TEXT SECTION ::
Sister Wendy — Art Historian and Unexpected TV Star — Dies at 88

Sister Wendy — Art Historian and Unexpected TV Star — Dies at 88 2018-12-26T15:16:41-08:00

Sister Wendy Beckett once said, “All great art is a visual form of prayer.”

In the 1990s, the small, bespectacled, bucktoothed nun, who spent much of her life living in a trailer on the grounds of a Carmelite monastery in Norfolk, England, became the unlikeliest of TV stars. She did several BBC series on the history of art, and in the late ’90s, Sister Wendy’s The Story of Painting became a hit on PBS.

After all, it’s not every day that you hear a nun rhapsodize over artistic nudes, or lead us into the Gothic mind of Bosch (the artist, not the Amazon TV show).

The Carmelite Monstery of Quidenham announced that Sister Wendy passed away today (Wednesday, Dec. 26) at the age of 88.

Born in South Africa on Feb. 25th, 1930, and raised in Edinburgh, Scotland, Wendy Beckett, a k a Sister Wendy, entered the teaching order, the Sisters of Notre Dame de Namur, in 1946. An Oxford graduate, she taught for 15 years in South Africa. Health issues, including epilepsy, forced her to give up teaching. So, she moved to England and took up residence with the Carmelites, where she devoted her time to solitude and prayer … and teaching untold millions about art and faith.

Along with TV, she wrote books, about women artists, about Marian icons and prayer. She was also good pals with British TV chef Delia Smith, a convert to Catholicism.

Although Sister Wendy was true to her vows, and always wore a habit, she did harbor some unorthodox, sort of “Spirit of Vatican II” opinions, as expressed to the Huffington Post in 2008.

REQUIREMENTS ::
1: Extract from the rows, word for word, the lines between the one holding "point: sunglasses lens" and the one holding "column 507, row 380", both included.
2: Continue the Sister Wendy obituary from its last sentence.
The Sister Wendy obituary and the rows are unrelated material.

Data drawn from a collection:

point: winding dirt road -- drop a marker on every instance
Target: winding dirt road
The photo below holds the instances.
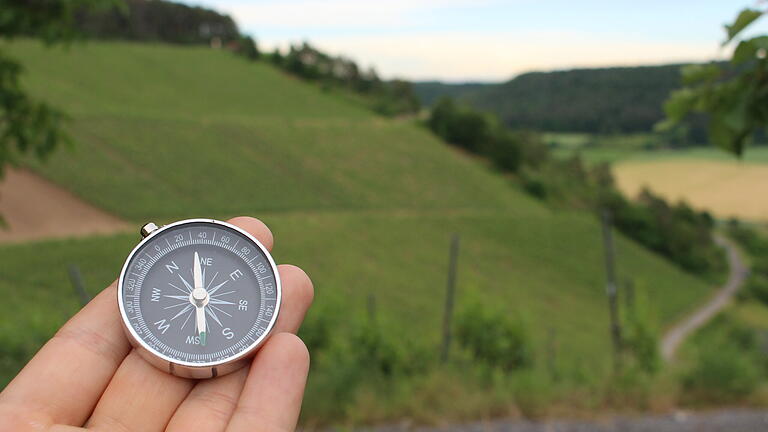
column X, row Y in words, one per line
column 737, row 275
column 37, row 209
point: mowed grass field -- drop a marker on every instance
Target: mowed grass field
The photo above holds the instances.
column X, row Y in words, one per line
column 725, row 188
column 365, row 204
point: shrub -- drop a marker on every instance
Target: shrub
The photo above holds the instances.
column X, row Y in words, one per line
column 723, row 373
column 493, row 337
column 757, row 288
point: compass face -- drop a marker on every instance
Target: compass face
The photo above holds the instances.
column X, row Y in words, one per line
column 199, row 293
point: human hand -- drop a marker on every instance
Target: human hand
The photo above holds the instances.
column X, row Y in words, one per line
column 88, row 376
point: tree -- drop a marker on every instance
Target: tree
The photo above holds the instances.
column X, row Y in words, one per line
column 734, row 95
column 28, row 126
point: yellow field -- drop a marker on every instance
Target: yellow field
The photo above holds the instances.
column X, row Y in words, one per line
column 723, row 187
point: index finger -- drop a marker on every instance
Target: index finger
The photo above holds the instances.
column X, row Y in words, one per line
column 65, row 379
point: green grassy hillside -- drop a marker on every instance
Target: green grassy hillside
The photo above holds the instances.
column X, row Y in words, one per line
column 364, row 204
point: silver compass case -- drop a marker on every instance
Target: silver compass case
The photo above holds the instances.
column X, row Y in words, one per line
column 198, row 297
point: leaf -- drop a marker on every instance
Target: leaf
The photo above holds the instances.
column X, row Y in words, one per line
column 745, row 18
column 747, row 49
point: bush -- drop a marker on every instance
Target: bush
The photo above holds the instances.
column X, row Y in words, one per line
column 493, row 337
column 723, row 373
column 757, row 288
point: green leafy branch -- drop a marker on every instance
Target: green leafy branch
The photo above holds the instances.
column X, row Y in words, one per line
column 733, row 95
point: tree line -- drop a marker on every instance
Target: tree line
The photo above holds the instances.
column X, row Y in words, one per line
column 606, row 100
column 393, row 97
column 156, row 21
column 165, row 21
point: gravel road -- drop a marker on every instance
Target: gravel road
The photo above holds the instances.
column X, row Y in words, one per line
column 738, row 274
column 720, row 421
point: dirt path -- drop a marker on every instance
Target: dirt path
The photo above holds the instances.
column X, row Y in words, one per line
column 35, row 209
column 738, row 274
column 721, row 421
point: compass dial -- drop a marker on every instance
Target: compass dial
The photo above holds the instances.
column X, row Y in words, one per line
column 199, row 294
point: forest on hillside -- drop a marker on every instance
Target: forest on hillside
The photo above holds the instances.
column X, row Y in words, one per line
column 606, row 100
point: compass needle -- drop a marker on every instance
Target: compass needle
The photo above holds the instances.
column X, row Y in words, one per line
column 212, row 275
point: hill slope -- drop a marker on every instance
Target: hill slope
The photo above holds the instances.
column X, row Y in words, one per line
column 364, row 204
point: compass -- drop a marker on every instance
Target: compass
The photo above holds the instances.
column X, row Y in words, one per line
column 198, row 297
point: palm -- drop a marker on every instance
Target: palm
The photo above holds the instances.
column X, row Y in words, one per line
column 88, row 376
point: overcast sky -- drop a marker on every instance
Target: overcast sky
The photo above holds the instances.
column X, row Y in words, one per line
column 487, row 40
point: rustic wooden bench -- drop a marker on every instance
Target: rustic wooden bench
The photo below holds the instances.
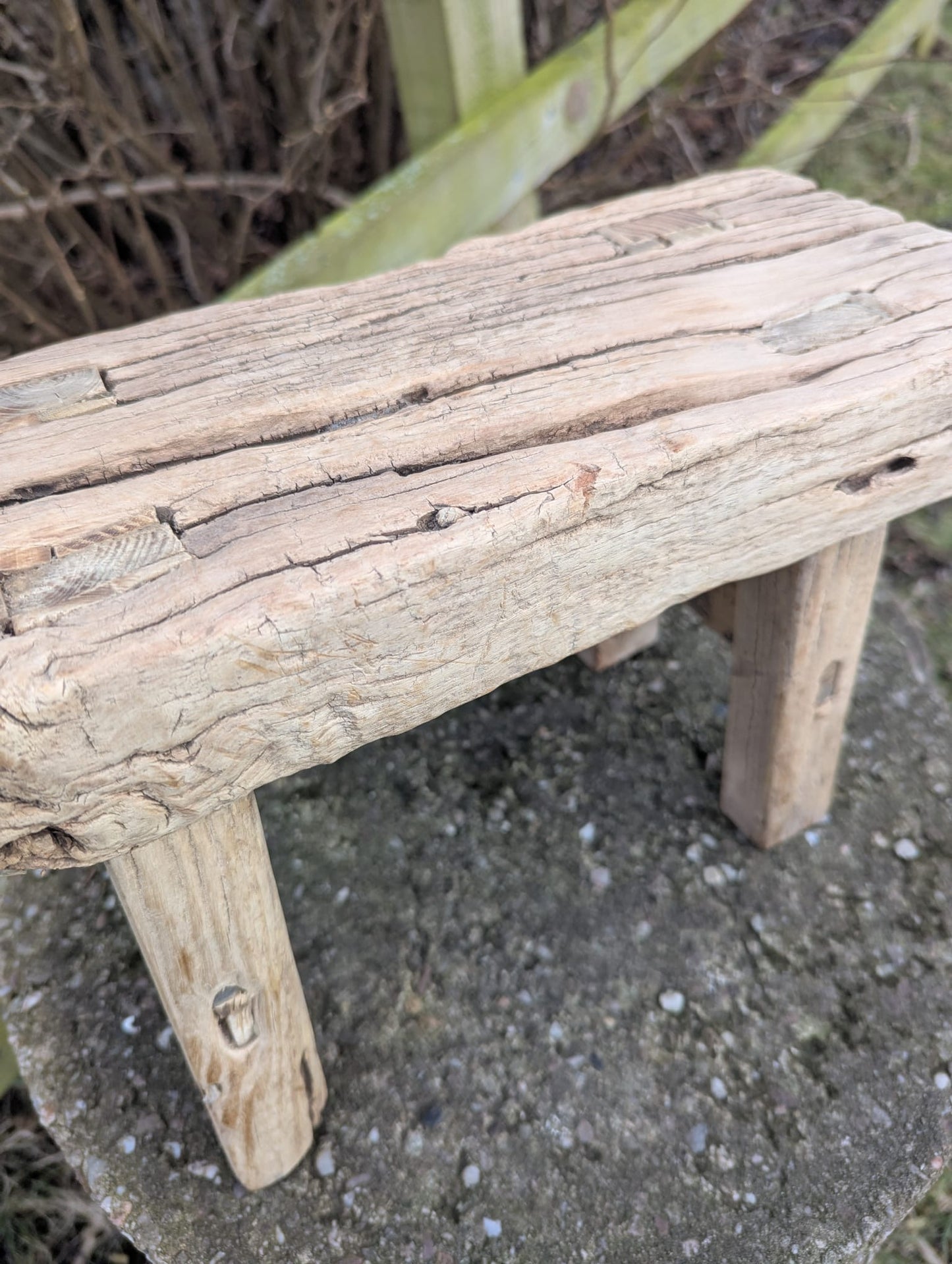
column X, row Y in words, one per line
column 244, row 540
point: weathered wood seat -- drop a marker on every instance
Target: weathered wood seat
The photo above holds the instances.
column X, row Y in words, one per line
column 239, row 541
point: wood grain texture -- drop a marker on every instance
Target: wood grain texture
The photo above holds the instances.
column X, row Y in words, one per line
column 798, row 636
column 206, row 914
column 396, row 495
column 624, row 645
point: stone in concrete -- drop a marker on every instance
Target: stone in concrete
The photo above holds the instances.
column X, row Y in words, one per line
column 482, row 1003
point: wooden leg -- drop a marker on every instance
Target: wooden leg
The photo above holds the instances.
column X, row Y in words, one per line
column 620, row 647
column 206, row 913
column 798, row 635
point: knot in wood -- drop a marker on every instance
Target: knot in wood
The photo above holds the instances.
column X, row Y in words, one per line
column 234, row 1010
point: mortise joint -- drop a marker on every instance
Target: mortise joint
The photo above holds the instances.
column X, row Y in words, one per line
column 862, row 482
column 829, row 682
column 234, row 1010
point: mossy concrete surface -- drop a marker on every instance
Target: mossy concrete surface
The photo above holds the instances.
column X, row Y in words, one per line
column 488, row 914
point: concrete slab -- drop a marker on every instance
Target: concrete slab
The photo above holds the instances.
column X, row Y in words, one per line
column 567, row 1014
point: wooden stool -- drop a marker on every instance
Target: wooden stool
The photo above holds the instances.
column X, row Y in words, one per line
column 244, row 540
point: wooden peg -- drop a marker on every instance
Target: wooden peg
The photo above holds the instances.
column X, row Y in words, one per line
column 206, row 913
column 798, row 636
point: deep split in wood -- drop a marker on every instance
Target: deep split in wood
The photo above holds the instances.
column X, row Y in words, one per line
column 242, row 541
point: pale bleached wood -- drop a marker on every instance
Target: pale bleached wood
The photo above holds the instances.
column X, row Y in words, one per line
column 57, row 395
column 718, row 608
column 621, row 646
column 480, row 456
column 650, row 368
column 111, row 565
column 366, row 352
column 798, row 638
column 208, row 917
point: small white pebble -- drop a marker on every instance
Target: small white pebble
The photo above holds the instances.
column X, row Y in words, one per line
column 601, row 877
column 206, row 1170
column 671, row 1003
column 905, row 850
column 698, row 1139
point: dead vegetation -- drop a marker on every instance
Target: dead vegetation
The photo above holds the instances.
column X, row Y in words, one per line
column 155, row 151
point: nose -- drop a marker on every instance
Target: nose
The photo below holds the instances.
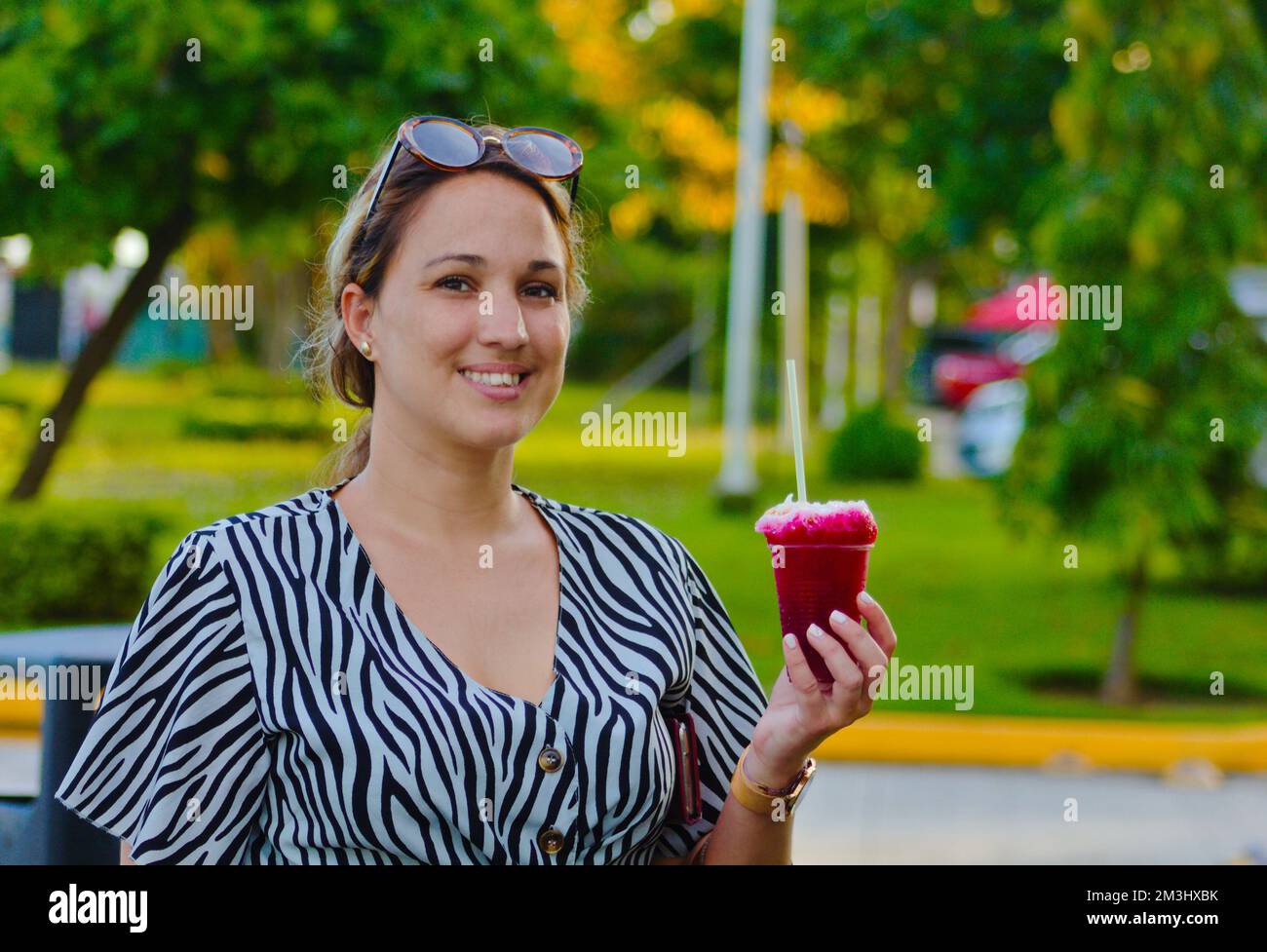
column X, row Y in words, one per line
column 501, row 322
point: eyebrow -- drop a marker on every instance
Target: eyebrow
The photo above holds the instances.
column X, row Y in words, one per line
column 478, row 261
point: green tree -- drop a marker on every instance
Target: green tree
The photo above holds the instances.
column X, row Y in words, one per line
column 1140, row 436
column 161, row 117
column 946, row 142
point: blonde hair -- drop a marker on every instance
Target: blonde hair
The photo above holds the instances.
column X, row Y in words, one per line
column 332, row 364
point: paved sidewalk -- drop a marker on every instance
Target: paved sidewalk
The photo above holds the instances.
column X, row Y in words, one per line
column 869, row 813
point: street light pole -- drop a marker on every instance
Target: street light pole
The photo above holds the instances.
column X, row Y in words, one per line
column 736, row 482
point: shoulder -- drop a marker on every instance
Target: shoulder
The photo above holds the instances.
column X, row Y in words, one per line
column 228, row 533
column 619, row 529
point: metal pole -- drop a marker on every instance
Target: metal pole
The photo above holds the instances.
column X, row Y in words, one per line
column 738, row 476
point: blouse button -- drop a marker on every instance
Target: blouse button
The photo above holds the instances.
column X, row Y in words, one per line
column 550, row 760
column 550, row 840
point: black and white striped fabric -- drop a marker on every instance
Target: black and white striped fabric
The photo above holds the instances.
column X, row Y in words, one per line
column 273, row 704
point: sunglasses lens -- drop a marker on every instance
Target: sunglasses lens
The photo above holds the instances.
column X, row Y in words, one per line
column 444, row 143
column 552, row 156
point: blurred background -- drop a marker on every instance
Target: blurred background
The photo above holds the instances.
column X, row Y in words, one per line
column 1075, row 509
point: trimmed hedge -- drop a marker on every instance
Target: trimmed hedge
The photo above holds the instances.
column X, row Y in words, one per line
column 875, row 444
column 74, row 562
column 254, row 419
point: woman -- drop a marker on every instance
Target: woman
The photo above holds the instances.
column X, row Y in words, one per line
column 427, row 663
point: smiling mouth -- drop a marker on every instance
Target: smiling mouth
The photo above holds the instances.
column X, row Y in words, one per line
column 497, row 386
column 507, row 380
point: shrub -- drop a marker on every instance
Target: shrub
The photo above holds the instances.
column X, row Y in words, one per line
column 67, row 562
column 874, row 444
column 254, row 419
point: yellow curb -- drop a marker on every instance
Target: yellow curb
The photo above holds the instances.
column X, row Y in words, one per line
column 1038, row 742
column 20, row 716
column 988, row 741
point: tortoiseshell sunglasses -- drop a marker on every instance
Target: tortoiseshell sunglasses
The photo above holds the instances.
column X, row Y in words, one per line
column 451, row 144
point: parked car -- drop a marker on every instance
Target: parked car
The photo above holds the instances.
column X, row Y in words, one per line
column 992, row 419
column 957, row 375
column 938, row 342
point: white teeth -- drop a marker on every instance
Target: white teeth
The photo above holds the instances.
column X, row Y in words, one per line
column 493, row 379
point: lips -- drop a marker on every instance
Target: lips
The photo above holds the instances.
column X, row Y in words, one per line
column 497, row 386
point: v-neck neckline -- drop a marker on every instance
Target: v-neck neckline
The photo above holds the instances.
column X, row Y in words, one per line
column 419, row 635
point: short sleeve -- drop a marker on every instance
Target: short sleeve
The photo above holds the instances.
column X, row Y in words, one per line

ANSWERS FOR THE TASKS ::
1:
point: sunglasses lens -- drop a marker on every instance
Target: sunglasses lens
The photo above holds the instances.
column X, row Y in words, one per line
column 444, row 143
column 552, row 156
point: blurred background -- drop a marker on every instance
Target: blurred background
The photo above holds the instances.
column X, row Y in words, one per line
column 1075, row 509
point: trimmed hedge -- drop a marker on every instance
Target: trimmed hedge
The photo above holds the instances.
column X, row Y in words, one per line
column 875, row 444
column 74, row 562
column 254, row 419
point: woman -- drop a marker on every instance
Target: woman
The photo above holds the instances.
column X, row Y in words, one per line
column 427, row 663
point: smiling mouth -- drop a marker on every instance
Target: smiling mouth
The photo above holds the instances.
column X, row Y in words, one per line
column 497, row 386
column 507, row 380

2:
You’ve spoken out about gay marriage. How do you balance what you believe with what you have sworn to uphold? 

I believe in loyalty. We should respect our church, but never believe that the church has the last word. The church is saying “this”, but I believe that sooner or later “this” will change. “This” is not the mind of our Lord. God is all love. It’s a delicate balancing thing. The Church has changed its position over the years, and because the spirit is with the Church, in the end the Church will always get it right. But in the end. The spirit of the Church is the meaning of love, which hasn’t yet, perhaps, been fully understood.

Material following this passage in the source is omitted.